■ PROBLEM TO SOLVE ■
Output every line of the rows below verbatim, leaving out the pictures.

■ Records from a collection ■

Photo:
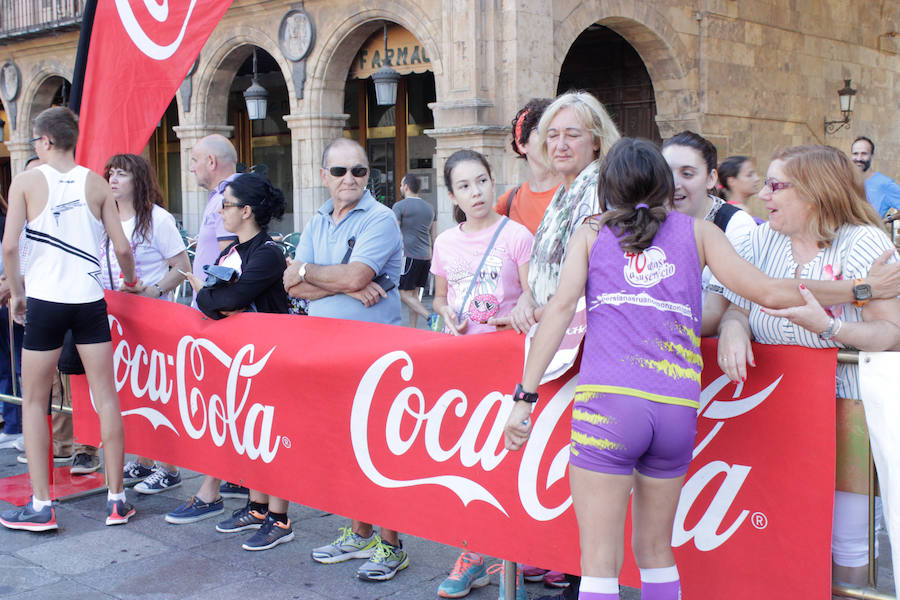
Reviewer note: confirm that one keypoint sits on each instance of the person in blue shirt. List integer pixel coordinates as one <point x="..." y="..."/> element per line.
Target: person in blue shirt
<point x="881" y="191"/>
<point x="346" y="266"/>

■ WRITTEN ANSWER ■
Photo:
Reviewer note: confirm that one keypoint sits on each instance of the person in blue shirt. List integer pixel coordinates as one <point x="..." y="..."/> element per line.
Target: person in blue shirt
<point x="881" y="191"/>
<point x="346" y="266"/>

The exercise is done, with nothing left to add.